Stored dataset items:
'''
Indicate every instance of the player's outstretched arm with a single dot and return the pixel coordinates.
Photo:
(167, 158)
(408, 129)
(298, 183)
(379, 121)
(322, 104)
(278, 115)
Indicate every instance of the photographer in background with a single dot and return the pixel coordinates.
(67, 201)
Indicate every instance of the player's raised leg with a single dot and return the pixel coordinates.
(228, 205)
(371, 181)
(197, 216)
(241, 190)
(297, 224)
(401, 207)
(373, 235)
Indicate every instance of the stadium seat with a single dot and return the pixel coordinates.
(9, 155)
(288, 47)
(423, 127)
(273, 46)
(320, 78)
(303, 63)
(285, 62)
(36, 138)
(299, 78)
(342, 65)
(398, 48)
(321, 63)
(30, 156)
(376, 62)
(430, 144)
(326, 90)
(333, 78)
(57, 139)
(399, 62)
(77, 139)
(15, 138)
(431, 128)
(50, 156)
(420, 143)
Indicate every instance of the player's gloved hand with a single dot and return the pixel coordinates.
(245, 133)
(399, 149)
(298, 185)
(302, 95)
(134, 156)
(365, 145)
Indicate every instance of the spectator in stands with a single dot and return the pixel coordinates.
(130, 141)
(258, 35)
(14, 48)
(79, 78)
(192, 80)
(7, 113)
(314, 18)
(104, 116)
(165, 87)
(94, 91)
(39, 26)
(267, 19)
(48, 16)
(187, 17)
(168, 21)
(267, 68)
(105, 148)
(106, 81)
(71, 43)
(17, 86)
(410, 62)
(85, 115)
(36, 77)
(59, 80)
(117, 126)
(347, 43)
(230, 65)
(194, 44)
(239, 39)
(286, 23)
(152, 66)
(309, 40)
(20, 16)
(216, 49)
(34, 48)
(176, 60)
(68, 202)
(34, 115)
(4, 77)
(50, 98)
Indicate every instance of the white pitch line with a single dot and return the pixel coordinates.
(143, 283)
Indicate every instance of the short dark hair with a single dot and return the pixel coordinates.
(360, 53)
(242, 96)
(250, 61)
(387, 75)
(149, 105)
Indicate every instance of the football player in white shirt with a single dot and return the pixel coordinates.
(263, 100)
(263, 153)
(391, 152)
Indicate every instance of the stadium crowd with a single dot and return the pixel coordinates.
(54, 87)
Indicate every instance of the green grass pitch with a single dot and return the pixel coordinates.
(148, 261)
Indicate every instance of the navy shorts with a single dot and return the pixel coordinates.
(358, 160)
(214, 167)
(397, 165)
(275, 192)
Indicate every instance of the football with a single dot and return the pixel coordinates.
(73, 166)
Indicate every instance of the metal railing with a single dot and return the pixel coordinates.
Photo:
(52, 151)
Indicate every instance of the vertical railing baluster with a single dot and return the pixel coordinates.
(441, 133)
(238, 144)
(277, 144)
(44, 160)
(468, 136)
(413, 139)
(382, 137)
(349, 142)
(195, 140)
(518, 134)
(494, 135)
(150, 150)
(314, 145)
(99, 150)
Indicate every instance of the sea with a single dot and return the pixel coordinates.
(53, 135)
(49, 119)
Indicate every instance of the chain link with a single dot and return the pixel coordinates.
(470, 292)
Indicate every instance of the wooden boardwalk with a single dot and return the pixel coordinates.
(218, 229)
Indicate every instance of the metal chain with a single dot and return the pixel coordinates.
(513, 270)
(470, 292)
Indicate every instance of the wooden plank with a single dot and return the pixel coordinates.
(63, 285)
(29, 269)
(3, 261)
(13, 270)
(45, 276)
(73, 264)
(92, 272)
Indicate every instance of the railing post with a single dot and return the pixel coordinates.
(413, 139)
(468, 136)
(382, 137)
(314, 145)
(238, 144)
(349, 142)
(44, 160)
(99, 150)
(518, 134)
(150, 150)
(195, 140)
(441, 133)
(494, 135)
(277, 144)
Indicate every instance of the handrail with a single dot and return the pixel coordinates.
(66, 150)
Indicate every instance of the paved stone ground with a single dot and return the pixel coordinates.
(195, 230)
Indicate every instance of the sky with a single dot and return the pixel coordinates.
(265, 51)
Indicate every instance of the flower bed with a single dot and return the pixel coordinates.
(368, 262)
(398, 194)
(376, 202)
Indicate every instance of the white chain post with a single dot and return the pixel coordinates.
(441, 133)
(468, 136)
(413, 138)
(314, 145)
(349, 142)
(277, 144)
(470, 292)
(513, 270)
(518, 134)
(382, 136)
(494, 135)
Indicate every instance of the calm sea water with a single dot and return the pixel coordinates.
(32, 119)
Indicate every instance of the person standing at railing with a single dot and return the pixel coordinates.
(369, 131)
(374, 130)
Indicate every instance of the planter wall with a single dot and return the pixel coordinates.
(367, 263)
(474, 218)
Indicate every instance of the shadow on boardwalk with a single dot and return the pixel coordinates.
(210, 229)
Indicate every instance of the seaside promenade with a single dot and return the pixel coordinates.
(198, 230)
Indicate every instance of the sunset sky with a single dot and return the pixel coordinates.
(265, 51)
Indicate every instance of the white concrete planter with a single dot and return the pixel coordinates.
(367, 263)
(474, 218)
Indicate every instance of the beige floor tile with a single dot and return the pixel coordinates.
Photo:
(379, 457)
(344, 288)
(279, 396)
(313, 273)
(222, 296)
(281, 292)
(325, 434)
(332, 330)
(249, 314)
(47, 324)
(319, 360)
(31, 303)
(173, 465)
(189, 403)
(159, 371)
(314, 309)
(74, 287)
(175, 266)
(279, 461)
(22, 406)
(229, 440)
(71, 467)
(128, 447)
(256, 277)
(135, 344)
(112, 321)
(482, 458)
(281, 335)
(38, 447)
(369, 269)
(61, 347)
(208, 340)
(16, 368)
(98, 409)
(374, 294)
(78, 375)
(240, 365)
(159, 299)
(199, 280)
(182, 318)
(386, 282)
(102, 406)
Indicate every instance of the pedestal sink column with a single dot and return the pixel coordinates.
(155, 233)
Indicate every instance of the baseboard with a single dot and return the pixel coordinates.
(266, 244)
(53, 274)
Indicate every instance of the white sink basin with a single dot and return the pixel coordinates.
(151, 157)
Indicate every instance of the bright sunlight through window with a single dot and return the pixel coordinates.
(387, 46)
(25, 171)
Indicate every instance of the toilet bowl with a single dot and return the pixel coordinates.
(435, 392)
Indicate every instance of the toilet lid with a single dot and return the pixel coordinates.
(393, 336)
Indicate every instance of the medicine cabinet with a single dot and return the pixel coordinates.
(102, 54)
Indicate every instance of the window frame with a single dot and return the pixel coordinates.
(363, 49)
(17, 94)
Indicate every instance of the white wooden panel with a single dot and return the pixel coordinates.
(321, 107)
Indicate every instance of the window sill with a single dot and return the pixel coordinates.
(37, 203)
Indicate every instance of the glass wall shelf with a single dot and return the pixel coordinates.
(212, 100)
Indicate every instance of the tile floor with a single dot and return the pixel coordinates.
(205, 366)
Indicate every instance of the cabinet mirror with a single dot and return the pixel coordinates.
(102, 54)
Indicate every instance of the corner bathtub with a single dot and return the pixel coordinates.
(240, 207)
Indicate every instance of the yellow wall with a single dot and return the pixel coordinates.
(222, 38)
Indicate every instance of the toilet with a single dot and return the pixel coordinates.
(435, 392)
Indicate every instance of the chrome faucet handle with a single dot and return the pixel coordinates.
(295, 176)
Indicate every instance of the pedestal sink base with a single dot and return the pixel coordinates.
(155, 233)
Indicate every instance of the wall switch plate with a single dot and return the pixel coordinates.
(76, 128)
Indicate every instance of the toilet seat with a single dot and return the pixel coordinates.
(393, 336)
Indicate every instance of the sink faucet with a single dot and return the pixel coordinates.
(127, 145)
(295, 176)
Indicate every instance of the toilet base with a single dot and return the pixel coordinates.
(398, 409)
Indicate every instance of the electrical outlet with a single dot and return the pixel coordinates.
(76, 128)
'''
[Job]
Using the exact wording, write out all of the records.

[Response to this task]
Indicate every instance of the player's outstretched arm with a single dot and return the pixel coordinates.
Photo:
(167, 158)
(408, 129)
(298, 183)
(379, 121)
(322, 104)
(278, 115)
Indicate every instance of the photographer in background with a single dot and return the pixel coordinates.
(67, 201)
Indicate every instance of the player's raised leg with a single dot and return the pixel coordinates.
(228, 205)
(371, 181)
(197, 216)
(241, 190)
(297, 224)
(401, 207)
(373, 235)
Indicate every instance of the stadium seat with a single dot and return the pixel coordinates.
(9, 155)
(288, 47)
(423, 127)
(273, 46)
(320, 78)
(303, 63)
(285, 62)
(36, 138)
(299, 78)
(342, 65)
(398, 48)
(321, 63)
(30, 156)
(376, 62)
(430, 144)
(326, 90)
(333, 78)
(57, 139)
(399, 62)
(77, 139)
(15, 138)
(431, 128)
(50, 156)
(420, 143)
Indicate every instance of the player's gloved hand with a single dot and return the pixel coordinates.
(245, 133)
(399, 149)
(298, 185)
(302, 95)
(134, 156)
(365, 145)
Indicate every instance of the spectator in stands with a single dot and return the pixel coordinates.
(130, 141)
(258, 35)
(14, 48)
(79, 78)
(192, 80)
(7, 113)
(314, 18)
(104, 116)
(165, 87)
(94, 91)
(39, 26)
(267, 19)
(48, 16)
(187, 17)
(168, 21)
(267, 68)
(105, 148)
(106, 81)
(71, 43)
(17, 86)
(410, 62)
(85, 115)
(36, 77)
(59, 80)
(117, 126)
(347, 43)
(230, 65)
(194, 44)
(239, 39)
(286, 23)
(152, 66)
(309, 40)
(20, 16)
(216, 49)
(34, 48)
(176, 60)
(68, 202)
(34, 115)
(4, 77)
(50, 98)
Indicate every instance of the white pitch line with a single dot and return the pixel coordinates.
(143, 283)
Indicate every instance of the short dark hair with a single dot and return the pixel coordinates.
(360, 53)
(242, 96)
(250, 61)
(387, 75)
(149, 105)
Indicate every instance of the football player in white shirt with a single dot and return the pixel coordinates.
(263, 100)
(263, 153)
(391, 152)
Indicate every instance of the stadium crowd with a single dot and return the pixel coordinates.
(54, 87)
Indicate every instance of the green grass pitch with a single dot and return the pixel coordinates.
(148, 261)
Indicate every instance of the navy shorts with a single dot and return the pixel coordinates.
(358, 160)
(214, 167)
(397, 165)
(275, 192)
Indicate every instance of the football with a single dot and return the pixel coordinates.
(73, 166)
Indicate every instance of the metal railing with a single dot and return the pixel coordinates.
Photo:
(52, 151)
Indicate every instance of the vertical railing baluster with a single dot and return the pixel coordinates.
(441, 133)
(238, 144)
(277, 144)
(44, 160)
(468, 136)
(413, 139)
(382, 137)
(349, 142)
(195, 140)
(518, 134)
(494, 135)
(150, 150)
(314, 145)
(99, 150)
Indicate every instance of the sea with a single dot and return the pixel coordinates.
(53, 135)
(49, 119)
Indicate every instance of the chain link with a single dot and return the pixel coordinates.
(470, 292)
Indicate every instance of the wooden boardwalk with a single dot and return the pixel coordinates.
(218, 229)
Indicate every instance of the metal chain with a single dot and return the pixel coordinates.
(513, 270)
(470, 292)
Indicate every instance of the wooden plank with a single dot and return the pixel coordinates.
(63, 285)
(29, 269)
(3, 261)
(13, 270)
(45, 276)
(73, 264)
(92, 272)
Indicate every instance of the railing post with a single dot and return the pixel coordinates.
(413, 139)
(468, 136)
(382, 137)
(314, 145)
(238, 144)
(349, 142)
(44, 160)
(99, 150)
(518, 134)
(150, 150)
(195, 140)
(441, 133)
(494, 135)
(277, 144)
Indicate every instance of the handrail with a single dot and return the pixel coordinates.
(66, 150)
Indicate every instance of the paved stone ground with a single dot and return the pixel coordinates.
(195, 230)
Indicate every instance of the sky with a single dot and return the pixel coordinates.
(265, 51)
Indicate every instance of the flower bed with a single dot and return the pixel coordinates.
(368, 262)
(398, 194)
(376, 202)
Indicate every instance of the white chain post with a single dot and return the pixel coordinates.
(441, 133)
(468, 136)
(413, 138)
(314, 145)
(349, 142)
(277, 144)
(470, 292)
(513, 270)
(518, 134)
(382, 136)
(494, 135)
Indicate every instance of the calm sea water with a single dot and return the pixel coordinates.
(32, 119)
Indicate every instance of the person standing at railing with a single dot and return the pixel coordinates.
(369, 131)
(374, 130)
Indicate every instance of the planter wall with a single dot and return the pixel coordinates.
(367, 263)
(474, 218)
Indicate every instance of the shadow on boardwalk with a single dot and return the pixel coordinates.
(210, 229)
Indicate every instance of the seaside promenade with a single dot and return the pixel coordinates.
(198, 230)
Indicate every instance of the sunset sky with a single dot and return the pixel coordinates.
(265, 51)
Indicate every instance of the white concrete planter with a single dot and return the pixel coordinates.
(367, 263)
(474, 218)
Indicate every instance of the beige floor tile with a single dot and return the pixel coordinates.
Photo:
(379, 457)
(344, 288)
(279, 396)
(313, 273)
(222, 296)
(281, 292)
(325, 434)
(332, 330)
(249, 314)
(47, 324)
(319, 360)
(31, 303)
(173, 465)
(189, 403)
(159, 371)
(314, 309)
(74, 287)
(175, 266)
(279, 461)
(22, 406)
(229, 440)
(71, 467)
(128, 447)
(256, 277)
(135, 344)
(112, 321)
(482, 458)
(281, 335)
(38, 447)
(369, 269)
(61, 347)
(208, 340)
(16, 368)
(98, 409)
(374, 294)
(78, 375)
(240, 365)
(159, 299)
(199, 280)
(182, 318)
(386, 282)
(102, 406)
Indicate every instance of the pedestal sink column with a single dot and return the pixel coordinates.
(155, 233)
Indicate every instance of the baseboard with a single dot and return the pixel coordinates.
(266, 244)
(53, 274)
Indicate every instance of the white sink basin with a single dot and return the pixel coordinates.
(151, 157)
Indicate every instance of the bright sunlight through window with a single dot and return the pixel coordinates.
(387, 46)
(25, 171)
Indicate every instance of the toilet bowl with a single dot and return the pixel coordinates.
(435, 392)
Indicate every instance of the toilet lid with a single dot and return the pixel coordinates.
(393, 336)
Indicate every instance of the medicine cabinet with a single dot and return the pixel coordinates.
(102, 54)
Indicate every instance of the window frame with a single dot and return the pixel coordinates.
(363, 49)
(17, 94)
Indicate every instance of the white wooden panel with a single dot and return the pixel coordinates.
(321, 107)
Indicate every instance of the window sill with a single dot and return the pixel coordinates.
(37, 203)
Indicate every instance of the glass wall shelf with a single dot and return the pixel coordinates.
(212, 100)
Indicate every instance of the tile floor with a single dot and return the pixel coordinates.
(205, 366)
Indicate every instance of the cabinet mirror with a single dot and return the pixel coordinates.
(102, 54)
Indicate every instance of the corner bathtub with a single dot and return the pixel coordinates.
(240, 207)
Indicate every instance of the yellow wall with a single dot and return the pixel coordinates.
(222, 38)
Indicate every instance of the toilet with a single dot and return the pixel coordinates.
(435, 392)
Indicate every instance of the chrome faucet handle with a single dot and return the pixel coordinates.
(295, 176)
Indicate every instance of the pedestal sink base with a single dot and return the pixel coordinates.
(155, 233)
Indicate every instance of the wall switch plate with a single dot and return the pixel coordinates.
(76, 128)
Indicate every instance of the toilet seat with a single dot and return the pixel coordinates.
(393, 336)
Indicate every instance of the sink faucet with a single dot and return the pixel coordinates.
(127, 145)
(295, 176)
Indicate every instance of the toilet base with a single dot and return the pixel coordinates.
(398, 409)
Indicate every instance of the electrical outlet with a single dot and return the pixel coordinates.
(76, 128)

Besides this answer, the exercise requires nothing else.